### [Listed records]

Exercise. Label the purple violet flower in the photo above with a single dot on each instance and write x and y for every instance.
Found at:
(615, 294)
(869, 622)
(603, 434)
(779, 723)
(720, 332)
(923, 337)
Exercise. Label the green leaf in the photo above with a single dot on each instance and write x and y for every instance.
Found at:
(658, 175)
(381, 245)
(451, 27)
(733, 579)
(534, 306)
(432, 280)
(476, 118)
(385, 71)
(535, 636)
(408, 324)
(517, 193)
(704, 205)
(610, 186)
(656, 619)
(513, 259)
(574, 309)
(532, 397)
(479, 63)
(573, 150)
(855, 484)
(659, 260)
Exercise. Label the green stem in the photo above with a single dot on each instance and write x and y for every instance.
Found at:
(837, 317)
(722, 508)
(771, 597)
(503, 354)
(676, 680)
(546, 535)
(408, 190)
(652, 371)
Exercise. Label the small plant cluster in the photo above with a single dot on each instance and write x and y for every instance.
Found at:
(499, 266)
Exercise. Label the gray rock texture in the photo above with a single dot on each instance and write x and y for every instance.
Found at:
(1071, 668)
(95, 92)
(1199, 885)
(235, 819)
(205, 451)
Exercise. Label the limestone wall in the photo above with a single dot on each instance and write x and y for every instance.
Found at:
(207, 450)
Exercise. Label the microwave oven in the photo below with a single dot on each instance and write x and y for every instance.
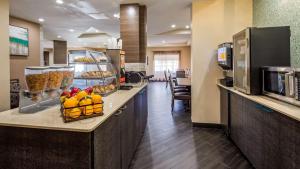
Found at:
(281, 83)
(254, 48)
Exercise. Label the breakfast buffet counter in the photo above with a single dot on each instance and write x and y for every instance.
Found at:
(51, 118)
(276, 105)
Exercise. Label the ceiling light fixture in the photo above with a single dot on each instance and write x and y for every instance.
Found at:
(59, 2)
(41, 20)
(117, 15)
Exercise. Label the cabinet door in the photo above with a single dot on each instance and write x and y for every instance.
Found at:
(271, 130)
(107, 144)
(289, 143)
(127, 133)
(138, 117)
(144, 109)
(237, 123)
(224, 109)
(254, 134)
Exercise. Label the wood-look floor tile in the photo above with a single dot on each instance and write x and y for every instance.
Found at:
(170, 141)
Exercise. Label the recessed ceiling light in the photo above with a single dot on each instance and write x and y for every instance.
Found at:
(117, 15)
(41, 20)
(59, 1)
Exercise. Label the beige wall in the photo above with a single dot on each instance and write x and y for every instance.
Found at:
(185, 57)
(214, 22)
(18, 63)
(4, 53)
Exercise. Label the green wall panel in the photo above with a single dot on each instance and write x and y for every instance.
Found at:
(280, 13)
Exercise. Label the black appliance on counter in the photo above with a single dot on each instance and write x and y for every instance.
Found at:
(135, 77)
(254, 48)
(281, 83)
(225, 62)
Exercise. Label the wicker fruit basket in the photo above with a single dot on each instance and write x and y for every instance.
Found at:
(81, 112)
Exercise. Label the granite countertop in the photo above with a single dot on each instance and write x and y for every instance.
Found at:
(277, 105)
(51, 118)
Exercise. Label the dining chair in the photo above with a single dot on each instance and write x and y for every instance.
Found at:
(178, 95)
(180, 74)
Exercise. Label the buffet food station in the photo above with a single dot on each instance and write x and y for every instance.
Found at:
(53, 126)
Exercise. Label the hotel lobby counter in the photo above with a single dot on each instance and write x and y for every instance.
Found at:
(51, 118)
(276, 105)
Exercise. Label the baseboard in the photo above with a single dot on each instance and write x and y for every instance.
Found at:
(208, 125)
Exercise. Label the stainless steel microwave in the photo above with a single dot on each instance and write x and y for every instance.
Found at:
(281, 83)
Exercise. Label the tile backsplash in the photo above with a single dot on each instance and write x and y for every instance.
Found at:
(280, 13)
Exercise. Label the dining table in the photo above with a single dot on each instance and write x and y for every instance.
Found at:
(184, 81)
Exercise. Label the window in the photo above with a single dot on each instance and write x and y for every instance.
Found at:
(164, 61)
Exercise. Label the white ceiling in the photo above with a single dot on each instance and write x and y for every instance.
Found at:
(73, 15)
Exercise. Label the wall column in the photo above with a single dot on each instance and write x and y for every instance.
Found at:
(4, 53)
(133, 22)
(213, 22)
(60, 52)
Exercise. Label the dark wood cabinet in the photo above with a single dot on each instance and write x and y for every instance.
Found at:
(127, 121)
(107, 145)
(270, 140)
(224, 109)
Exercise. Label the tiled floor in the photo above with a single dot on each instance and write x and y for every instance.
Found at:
(170, 142)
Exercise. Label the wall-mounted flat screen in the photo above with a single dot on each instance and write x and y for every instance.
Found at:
(19, 41)
(225, 56)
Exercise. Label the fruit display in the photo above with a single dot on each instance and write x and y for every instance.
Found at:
(96, 74)
(80, 104)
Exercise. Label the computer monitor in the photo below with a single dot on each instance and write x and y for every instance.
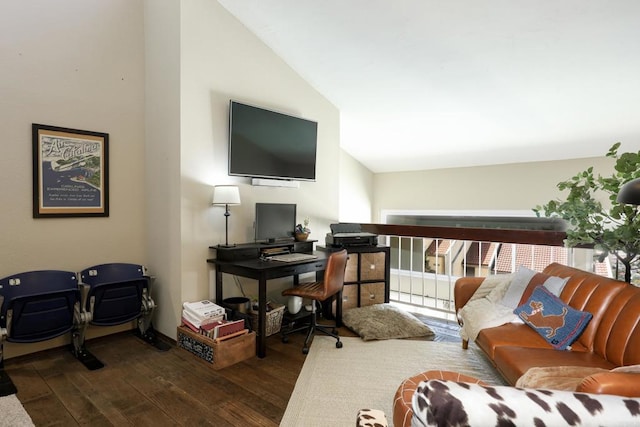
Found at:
(275, 222)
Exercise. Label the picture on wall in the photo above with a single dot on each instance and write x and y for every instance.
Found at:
(70, 172)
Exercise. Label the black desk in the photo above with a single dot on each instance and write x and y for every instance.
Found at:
(262, 271)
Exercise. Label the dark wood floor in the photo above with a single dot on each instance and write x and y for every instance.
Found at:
(142, 386)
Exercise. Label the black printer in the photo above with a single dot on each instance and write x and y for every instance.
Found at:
(345, 235)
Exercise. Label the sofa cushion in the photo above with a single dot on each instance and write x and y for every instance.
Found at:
(514, 361)
(554, 320)
(439, 403)
(525, 281)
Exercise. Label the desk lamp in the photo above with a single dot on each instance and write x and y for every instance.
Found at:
(630, 193)
(225, 195)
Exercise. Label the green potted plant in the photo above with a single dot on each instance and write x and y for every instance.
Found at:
(610, 230)
(302, 231)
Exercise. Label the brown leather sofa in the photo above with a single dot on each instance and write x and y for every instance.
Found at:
(611, 339)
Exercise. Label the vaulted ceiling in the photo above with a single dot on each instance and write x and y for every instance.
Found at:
(426, 84)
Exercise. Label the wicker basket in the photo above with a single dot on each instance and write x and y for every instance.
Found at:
(274, 319)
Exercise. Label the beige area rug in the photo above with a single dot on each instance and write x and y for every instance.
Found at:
(12, 412)
(335, 383)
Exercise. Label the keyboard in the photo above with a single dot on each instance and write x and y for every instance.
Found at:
(292, 257)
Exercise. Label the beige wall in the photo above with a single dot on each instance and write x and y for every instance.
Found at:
(356, 190)
(511, 187)
(219, 60)
(74, 64)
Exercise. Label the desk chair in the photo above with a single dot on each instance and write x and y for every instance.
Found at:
(36, 306)
(319, 292)
(118, 293)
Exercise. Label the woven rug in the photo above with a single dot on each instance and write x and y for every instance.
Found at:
(12, 412)
(335, 383)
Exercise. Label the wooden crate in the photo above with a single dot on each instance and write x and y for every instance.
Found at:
(371, 293)
(217, 354)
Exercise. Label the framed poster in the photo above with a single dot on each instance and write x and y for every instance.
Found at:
(70, 172)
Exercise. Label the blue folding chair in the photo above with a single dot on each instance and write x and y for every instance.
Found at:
(117, 293)
(37, 306)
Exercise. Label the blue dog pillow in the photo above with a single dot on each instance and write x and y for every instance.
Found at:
(554, 320)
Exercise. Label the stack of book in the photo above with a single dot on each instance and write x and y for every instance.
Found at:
(209, 319)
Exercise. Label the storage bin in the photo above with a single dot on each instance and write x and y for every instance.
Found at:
(217, 354)
(274, 319)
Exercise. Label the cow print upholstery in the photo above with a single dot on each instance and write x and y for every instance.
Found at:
(449, 403)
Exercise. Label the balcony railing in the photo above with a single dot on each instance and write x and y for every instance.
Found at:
(427, 260)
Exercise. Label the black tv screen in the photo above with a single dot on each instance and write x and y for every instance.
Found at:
(275, 222)
(268, 144)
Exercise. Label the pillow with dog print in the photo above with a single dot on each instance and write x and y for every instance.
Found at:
(554, 320)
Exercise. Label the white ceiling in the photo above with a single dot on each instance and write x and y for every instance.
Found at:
(425, 84)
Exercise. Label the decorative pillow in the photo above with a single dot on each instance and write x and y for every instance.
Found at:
(554, 320)
(492, 286)
(384, 321)
(525, 281)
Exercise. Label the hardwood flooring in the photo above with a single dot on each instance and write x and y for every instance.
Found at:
(142, 386)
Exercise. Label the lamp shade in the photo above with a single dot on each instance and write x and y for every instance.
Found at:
(226, 195)
(630, 193)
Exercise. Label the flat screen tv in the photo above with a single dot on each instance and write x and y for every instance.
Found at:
(275, 222)
(268, 144)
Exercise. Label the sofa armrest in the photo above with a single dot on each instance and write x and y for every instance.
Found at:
(617, 383)
(463, 290)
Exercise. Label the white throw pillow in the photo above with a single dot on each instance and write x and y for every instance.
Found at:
(525, 279)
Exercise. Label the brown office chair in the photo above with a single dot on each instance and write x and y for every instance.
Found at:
(319, 292)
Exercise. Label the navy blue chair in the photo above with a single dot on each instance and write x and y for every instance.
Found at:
(117, 293)
(37, 306)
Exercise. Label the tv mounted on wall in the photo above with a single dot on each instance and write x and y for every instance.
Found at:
(268, 144)
(275, 222)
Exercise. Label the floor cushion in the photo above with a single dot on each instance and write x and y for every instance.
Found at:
(385, 321)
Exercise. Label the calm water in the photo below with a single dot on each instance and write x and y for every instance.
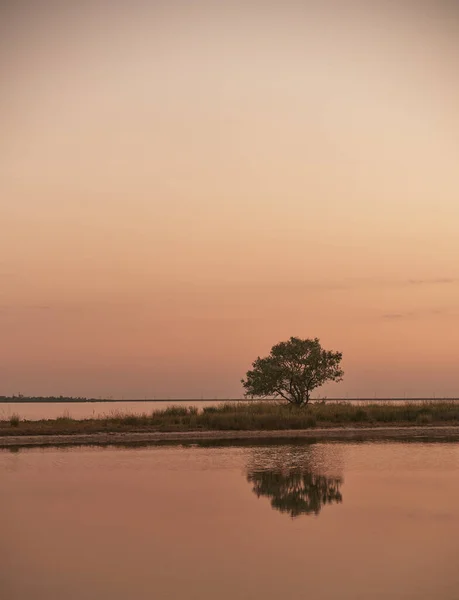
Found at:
(326, 521)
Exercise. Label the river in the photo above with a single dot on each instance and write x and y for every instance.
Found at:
(366, 521)
(35, 411)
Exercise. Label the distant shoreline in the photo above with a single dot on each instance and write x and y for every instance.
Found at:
(356, 434)
(44, 400)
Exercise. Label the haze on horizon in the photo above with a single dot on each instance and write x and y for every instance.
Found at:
(183, 185)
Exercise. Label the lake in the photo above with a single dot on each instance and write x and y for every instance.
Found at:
(338, 520)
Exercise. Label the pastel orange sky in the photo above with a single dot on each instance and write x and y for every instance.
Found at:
(183, 185)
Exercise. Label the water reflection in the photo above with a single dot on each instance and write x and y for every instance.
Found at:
(296, 481)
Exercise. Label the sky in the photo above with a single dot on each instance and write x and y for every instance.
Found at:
(184, 184)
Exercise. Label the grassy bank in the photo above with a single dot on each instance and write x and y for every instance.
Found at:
(246, 417)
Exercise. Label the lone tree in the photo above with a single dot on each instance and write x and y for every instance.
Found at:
(292, 370)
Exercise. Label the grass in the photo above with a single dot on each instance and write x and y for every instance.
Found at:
(263, 416)
(15, 420)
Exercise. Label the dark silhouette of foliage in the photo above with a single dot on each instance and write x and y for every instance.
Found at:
(292, 370)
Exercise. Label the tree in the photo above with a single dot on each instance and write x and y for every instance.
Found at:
(292, 370)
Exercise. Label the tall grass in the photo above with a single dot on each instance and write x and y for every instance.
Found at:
(253, 416)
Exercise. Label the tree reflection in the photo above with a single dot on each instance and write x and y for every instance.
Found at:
(296, 489)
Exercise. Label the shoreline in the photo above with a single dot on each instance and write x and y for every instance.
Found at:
(382, 433)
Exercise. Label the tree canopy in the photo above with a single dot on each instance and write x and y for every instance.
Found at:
(292, 370)
(298, 491)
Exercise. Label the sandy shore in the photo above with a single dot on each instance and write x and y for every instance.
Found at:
(336, 433)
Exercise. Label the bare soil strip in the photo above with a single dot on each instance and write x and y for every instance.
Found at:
(447, 433)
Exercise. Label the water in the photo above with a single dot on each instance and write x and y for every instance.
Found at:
(34, 411)
(350, 521)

### [What needs to be done]
Check each line of the records above for the string "dining", and report every line that has it.

### [Final answer]
Exercise. Label the dining chair in the photo above with a single dot on each instance and write x and y for every instance.
Exercise. Label the dining table in the photo above with a single dot on each instance and write x and y for every instance.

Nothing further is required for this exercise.